▶ WORK TASK
Revise the passage on folksonomies from the words "Tags are primarily" through "index (Mulvany, 2005).", replacing "indexing world" with "cataloging world".

▶ SELECTED TEXT

__________

Tags are primarily personal in nature and as such tag creators will try to make the structure work for them. This practice can diffuse the folksonomic structure due to imprecise words that are used purely for the creator. Examples of these kinds of tags include but are not limited to todo, toread, and towatch (Brooks & Montanez, 2006). These terms are ambiguous and mean nothing to other users, but they can be very beneficial to their creator who is attempting to keep track of object they are actively interested in (Guy, 2006). The answer to this problem may be to create a separate tag line for the item being indexed. This practice is familiar in the indexing world as separate indexes are created for a single book to represent different aspects that cannot come together in a single index (Mulvany, 2005).
Benefits of Folksonomies
Folksonomies bring together many points of information that have been collected by diverse groups of people. They are unknowingly working in concert to make something that is bigger than each individual. Every participant can reap the reward from this effort as well as folksonomies encourage information discovery (Surowiecki, 2004). Of course it is important to point out that this is not a closed system and it is possible for users to confuse the set of data by performing what is known as tag fraud. If false data is entered to lure unsuspecting users to sites that are designed to infect computers or to entice them into spam like schemes then the system does not benefit. Reporting mechanisms need to be in place to insure that this behavior does not continue unchecked. This is a problem that popular online systems must face, as they grow so do the number of people trying to take advantage. It is possible to also create a system that requires user authentication when an account is first created. This is traditionally done by emailing a link to user to access a verification page. It is easy to talk about the benefits of folksonomies, but it is also wise to consider the dangers as well.
Fixing Folksonomies
The main problem with folksonomies is coincidentally their greatest feature; namely the simplicity of tag creation and information gathering. When offering potential fixes to the folksonomic problem article authors are usually quick to mention that changes should be minimal and made in a gradual manner (Brooks & Montanez, 2006).The Web is immense, and professionals simply do not have the time to index everything on the Internet (Golder & Huberman). Tagging is an open source type of solution that can be utilized by anyone on the internet. Tags can be created during resource discovery by using bookmarklets, or firefox extensions that allow users to make tags without leaving the site they are on (Hammond & Hannay & Lund & Scott, 2005). For folksonomies to be most beneficial they need to overcome some of the problems that have been pointed out. How to instruct the user to make better tags is one of the issues that must be addressed.

__________

▶ DATA SECTION
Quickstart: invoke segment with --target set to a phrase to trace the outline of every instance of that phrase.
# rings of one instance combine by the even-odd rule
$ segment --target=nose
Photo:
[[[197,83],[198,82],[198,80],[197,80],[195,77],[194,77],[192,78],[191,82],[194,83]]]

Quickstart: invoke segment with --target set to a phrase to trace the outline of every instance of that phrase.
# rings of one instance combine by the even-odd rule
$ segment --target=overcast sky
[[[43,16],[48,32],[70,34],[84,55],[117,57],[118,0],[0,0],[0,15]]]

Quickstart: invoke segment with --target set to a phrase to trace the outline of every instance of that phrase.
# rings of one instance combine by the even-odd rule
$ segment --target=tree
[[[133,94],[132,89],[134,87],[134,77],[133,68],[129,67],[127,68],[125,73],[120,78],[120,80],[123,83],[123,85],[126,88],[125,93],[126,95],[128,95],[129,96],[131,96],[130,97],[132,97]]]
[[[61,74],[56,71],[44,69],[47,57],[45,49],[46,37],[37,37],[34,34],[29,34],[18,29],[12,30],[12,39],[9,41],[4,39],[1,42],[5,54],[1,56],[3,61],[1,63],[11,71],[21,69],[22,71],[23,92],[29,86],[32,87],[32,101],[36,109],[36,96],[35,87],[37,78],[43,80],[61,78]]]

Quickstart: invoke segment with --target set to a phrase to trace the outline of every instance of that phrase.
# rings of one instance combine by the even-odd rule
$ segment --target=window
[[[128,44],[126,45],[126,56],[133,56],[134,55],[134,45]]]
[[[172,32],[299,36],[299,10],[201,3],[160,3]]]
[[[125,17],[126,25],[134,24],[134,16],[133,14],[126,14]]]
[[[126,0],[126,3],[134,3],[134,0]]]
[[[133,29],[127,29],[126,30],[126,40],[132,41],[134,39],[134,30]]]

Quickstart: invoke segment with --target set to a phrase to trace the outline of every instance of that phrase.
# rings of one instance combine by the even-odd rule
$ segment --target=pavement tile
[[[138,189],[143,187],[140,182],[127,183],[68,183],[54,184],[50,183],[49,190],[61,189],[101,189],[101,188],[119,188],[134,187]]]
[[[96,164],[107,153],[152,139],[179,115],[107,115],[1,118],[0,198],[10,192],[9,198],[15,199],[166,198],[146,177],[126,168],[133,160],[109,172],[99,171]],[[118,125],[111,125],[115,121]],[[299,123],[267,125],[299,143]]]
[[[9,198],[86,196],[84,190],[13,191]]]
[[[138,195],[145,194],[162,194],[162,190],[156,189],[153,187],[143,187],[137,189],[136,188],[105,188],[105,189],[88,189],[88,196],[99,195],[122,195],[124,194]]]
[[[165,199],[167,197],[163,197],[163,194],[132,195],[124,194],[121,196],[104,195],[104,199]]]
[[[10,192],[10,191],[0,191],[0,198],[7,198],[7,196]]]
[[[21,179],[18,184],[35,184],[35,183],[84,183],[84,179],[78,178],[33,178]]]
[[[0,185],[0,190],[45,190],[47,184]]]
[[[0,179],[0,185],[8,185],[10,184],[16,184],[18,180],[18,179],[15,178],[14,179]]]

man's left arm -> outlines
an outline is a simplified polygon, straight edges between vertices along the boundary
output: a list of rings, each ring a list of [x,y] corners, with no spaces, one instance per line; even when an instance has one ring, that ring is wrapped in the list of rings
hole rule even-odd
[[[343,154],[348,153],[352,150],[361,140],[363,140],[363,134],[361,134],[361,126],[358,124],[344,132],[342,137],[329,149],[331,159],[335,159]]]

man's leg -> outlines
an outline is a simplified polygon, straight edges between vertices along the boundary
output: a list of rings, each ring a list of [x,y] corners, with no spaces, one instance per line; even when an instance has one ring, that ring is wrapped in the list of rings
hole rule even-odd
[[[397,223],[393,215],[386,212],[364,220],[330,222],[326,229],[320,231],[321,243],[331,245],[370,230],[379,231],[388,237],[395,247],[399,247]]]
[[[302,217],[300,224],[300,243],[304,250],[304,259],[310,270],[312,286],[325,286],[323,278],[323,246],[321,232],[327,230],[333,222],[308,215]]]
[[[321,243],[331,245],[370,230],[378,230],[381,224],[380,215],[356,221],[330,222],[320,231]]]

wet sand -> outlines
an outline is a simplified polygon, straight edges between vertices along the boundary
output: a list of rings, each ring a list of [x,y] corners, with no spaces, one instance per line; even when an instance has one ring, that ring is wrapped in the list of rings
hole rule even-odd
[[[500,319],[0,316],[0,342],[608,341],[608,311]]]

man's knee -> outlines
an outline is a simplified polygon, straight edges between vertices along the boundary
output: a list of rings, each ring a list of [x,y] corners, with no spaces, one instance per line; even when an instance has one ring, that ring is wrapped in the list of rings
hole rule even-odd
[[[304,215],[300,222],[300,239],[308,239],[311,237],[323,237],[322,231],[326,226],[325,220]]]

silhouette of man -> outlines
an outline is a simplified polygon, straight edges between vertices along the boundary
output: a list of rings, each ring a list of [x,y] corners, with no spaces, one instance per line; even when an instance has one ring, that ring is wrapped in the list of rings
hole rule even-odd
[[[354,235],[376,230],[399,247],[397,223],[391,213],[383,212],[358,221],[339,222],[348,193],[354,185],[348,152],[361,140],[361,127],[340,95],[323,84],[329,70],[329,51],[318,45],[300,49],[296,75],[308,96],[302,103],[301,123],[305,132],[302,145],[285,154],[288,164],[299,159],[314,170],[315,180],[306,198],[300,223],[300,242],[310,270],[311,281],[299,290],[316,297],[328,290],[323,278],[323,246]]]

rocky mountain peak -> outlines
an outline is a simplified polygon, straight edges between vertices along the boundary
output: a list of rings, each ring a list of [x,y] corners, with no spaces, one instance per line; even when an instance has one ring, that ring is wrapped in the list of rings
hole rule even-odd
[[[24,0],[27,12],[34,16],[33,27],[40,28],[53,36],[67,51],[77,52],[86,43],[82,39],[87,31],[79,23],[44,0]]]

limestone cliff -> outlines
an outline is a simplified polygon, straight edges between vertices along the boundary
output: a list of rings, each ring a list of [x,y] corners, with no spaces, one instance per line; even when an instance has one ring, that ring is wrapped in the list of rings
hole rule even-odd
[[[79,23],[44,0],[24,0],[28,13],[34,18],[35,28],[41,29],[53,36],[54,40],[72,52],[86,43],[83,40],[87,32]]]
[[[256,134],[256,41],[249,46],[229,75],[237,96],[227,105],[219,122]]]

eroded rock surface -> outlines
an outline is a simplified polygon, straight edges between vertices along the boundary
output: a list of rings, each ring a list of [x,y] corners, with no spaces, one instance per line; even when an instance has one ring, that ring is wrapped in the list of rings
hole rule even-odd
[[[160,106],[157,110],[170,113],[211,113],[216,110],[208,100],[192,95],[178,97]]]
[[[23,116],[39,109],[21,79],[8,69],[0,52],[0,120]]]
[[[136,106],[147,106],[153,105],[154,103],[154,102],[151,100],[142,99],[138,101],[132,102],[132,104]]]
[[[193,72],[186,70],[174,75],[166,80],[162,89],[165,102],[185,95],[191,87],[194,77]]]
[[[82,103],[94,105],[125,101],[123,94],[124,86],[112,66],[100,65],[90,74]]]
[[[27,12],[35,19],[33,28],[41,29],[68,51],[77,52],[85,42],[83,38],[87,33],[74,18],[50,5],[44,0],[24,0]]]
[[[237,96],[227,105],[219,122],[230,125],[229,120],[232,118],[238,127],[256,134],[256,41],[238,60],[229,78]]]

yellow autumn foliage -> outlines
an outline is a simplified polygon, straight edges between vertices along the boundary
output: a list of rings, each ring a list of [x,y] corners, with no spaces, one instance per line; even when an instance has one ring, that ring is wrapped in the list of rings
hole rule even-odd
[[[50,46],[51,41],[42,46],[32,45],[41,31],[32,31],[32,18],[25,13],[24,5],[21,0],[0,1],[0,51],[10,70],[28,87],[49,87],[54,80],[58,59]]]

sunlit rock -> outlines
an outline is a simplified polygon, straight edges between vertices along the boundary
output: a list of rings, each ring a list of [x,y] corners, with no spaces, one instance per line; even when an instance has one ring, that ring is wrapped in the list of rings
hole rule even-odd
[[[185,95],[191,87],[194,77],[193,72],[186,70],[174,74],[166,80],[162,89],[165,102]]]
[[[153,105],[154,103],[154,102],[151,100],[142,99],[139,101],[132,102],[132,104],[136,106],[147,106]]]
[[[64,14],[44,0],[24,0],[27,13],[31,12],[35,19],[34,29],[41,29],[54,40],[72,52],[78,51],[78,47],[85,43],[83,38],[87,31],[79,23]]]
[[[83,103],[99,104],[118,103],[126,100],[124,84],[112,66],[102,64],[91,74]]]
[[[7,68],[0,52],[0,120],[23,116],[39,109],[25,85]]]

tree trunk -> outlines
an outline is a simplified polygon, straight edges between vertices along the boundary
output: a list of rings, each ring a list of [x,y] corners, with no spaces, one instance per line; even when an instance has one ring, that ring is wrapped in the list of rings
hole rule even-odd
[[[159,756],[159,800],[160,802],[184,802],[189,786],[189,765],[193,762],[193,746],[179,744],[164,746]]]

__________

▶ SOLUTION FOR THIS EXERCISE
Tags are primarily personal in nature and as such tag creators will try to make the structure work for them. This practice can diffuse the folksonomic structure due to imprecise words that are used purely for the creator. Examples of these kinds of tags include but are not limited to todo, toread, and towatch (Brooks & Montanez, 2006). These terms are ambiguous and mean nothing to other users, but they can be very beneficial to their creator who is attempting to keep track of object they are actively interested in (Guy, 2006). The answer to this problem may be to create a separate tag line for the item being indexed. This practice is familiar in the cataloging world as separate indexes are created for a single book to represent different aspects that cannot come together in a single index (Mulvany, 2005).